Data entries:
========

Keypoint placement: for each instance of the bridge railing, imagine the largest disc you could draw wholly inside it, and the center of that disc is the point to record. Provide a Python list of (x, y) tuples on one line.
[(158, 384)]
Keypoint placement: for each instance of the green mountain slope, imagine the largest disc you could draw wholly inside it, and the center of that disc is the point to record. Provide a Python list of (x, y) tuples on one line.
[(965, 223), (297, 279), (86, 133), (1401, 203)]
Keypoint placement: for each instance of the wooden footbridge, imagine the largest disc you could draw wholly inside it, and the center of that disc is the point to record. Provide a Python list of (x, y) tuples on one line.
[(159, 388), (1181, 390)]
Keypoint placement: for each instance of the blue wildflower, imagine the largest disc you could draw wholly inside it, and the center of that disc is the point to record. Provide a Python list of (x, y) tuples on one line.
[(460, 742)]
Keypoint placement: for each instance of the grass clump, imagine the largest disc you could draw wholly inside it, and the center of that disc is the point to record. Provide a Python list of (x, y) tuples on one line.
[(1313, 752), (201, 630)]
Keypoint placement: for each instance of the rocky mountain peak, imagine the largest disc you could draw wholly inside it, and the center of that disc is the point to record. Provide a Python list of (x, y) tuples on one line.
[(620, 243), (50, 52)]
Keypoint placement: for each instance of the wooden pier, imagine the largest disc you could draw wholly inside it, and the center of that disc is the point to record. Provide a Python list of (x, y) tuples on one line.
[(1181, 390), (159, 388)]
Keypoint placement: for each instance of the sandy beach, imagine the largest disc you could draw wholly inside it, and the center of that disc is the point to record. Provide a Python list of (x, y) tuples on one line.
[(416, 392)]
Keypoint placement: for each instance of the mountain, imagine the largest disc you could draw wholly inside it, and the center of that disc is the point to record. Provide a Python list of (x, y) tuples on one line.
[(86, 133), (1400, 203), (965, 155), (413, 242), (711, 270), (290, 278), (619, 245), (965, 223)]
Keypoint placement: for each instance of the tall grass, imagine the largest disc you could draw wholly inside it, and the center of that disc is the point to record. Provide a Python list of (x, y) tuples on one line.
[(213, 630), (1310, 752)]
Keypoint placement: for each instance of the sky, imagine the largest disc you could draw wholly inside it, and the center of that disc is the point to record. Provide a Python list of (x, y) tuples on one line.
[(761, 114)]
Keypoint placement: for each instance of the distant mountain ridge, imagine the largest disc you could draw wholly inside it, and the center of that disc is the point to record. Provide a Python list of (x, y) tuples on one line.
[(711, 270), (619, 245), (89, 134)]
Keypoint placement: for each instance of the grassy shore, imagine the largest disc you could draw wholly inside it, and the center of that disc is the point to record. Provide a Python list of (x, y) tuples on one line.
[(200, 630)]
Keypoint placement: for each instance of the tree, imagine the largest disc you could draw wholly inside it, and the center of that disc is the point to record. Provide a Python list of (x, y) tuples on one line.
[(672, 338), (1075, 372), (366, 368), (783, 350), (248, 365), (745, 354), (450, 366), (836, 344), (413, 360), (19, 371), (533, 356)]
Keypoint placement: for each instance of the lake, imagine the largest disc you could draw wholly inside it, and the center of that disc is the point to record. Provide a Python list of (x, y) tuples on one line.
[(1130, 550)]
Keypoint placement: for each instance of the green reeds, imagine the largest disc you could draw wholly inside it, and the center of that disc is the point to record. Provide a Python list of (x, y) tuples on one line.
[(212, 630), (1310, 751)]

========

▶ TASK INSTRUCTIONS
All the lines above need to be printed again, exactly.

▶ RESPONSE TO THIS EXERCISE
Keypoint placement: for each instance of the bridge railing, imagine the largest disc you could draw wholly inside it, and the center of that disc is the point to record. Provide a Python list of (x, y) tuples on one line.
[(158, 384)]
Keypoint placement: for each instance of the green mountain slope, imagine the largest disc you could draw wholly inside it, and the center of that disc is the point to record. Provide a Python list of (x, y) tuples on one line.
[(965, 223), (297, 279), (86, 133), (1401, 203)]
Keypoint placement: for each instance of the wooden footbridge, imagine the largest disc you could draw wholly inside it, and the center of that disc is the point to record. Provide a Python list of (x, y) tuples on one line.
[(159, 388), (1181, 390)]
Keypoint placement: for each instance of the blue wildflower, imagine the largest disc you could draw wholly inside it, and the center of that disc is the point to record. Provide a Python list of (x, y) tuples on one line.
[(460, 742)]
Keypoint placement: for each instance of the grass clump, imagine the largest disc you could draw wholly inside it, and the center of that disc is the point to record. Provide a Python list of (x, y) tuples on one line.
[(1313, 752), (201, 630)]
Keypoint placement: for each instance of the rocky mountain peak, imagine the largest disc you could draw wholly inside it, and the center of that disc is the point to record. Provide a Python list of (x, y) tuples on one line.
[(620, 243), (50, 52)]
Keypoint placement: for each instance of the wooden pier, imagine the largest disc you could draw wholly inside it, and the center of that disc is the point to record. Provide a Python list of (x, y) tuples on one line.
[(1181, 390), (159, 388)]
Keypoint placement: for each instance of the sandy beach, imagine the largest disc you could draw wholly inside it, and the center of that disc is the point to record. Provide a Python list of (x, y) tuples on one line.
[(416, 392)]
Keypoint placement: for each instance of the mountain, imagine the largest disc you could draw wholly inside it, and the center of that disc is the point to record. Provide a Python list of (x, y) tuples on one line.
[(86, 133), (1400, 203), (965, 155), (413, 242), (711, 270), (290, 278), (619, 245), (965, 223)]
Keypoint placement: for each instance of the tall grass, imagine the largest disc you could draw wholly inside it, and the center of that disc is the point to record. Provide a Python list of (x, y) tuples on one line.
[(213, 630), (1310, 752)]
Keypoint placement: for each instance of the sky, imagine the largest disc you could draw wholly inside it, and the center of that disc is the point to record. Provide a Python list of (x, y) tuples on one line.
[(761, 114)]
Keypoint placement: for each instance of the distant mountain ridge, imagine the largest disc you could draw wholly inside it, and the center of that disc is the point to record. Provide a Python list of (x, y) tuples on one line.
[(711, 270), (619, 245), (89, 134)]
Keypoint placement: for each instance of the grassy shore, imagine the largest disc you could draw wholly inside it, and the center of that disc is the point to record. Provide a Python list of (x, y) tuples on one line.
[(200, 630)]
Keypoint placement: for each instance of the tree, imagine the largest disc you could draw wholly inside it, and the center of that disc is the point to record. Provide a Python list of (x, y) tuples on one line.
[(672, 338), (1075, 372), (366, 368), (783, 350), (248, 365), (745, 354), (450, 366), (836, 344), (413, 360), (19, 371), (533, 356)]
Keypoint placement: for each instance of the lake, imagine the largest disc you could draw wholly inside it, and the center of that disc is the point to record. Provide a Python list of (x, y) tuples on one line.
[(1130, 550)]
Keypoint placement: for each instance of the green reeds, imagine the largest disc you could draw wholly inside it, and the center of that disc is the point to record. Provide a Python list of (x, y) tuples on one line.
[(212, 630), (1310, 751)]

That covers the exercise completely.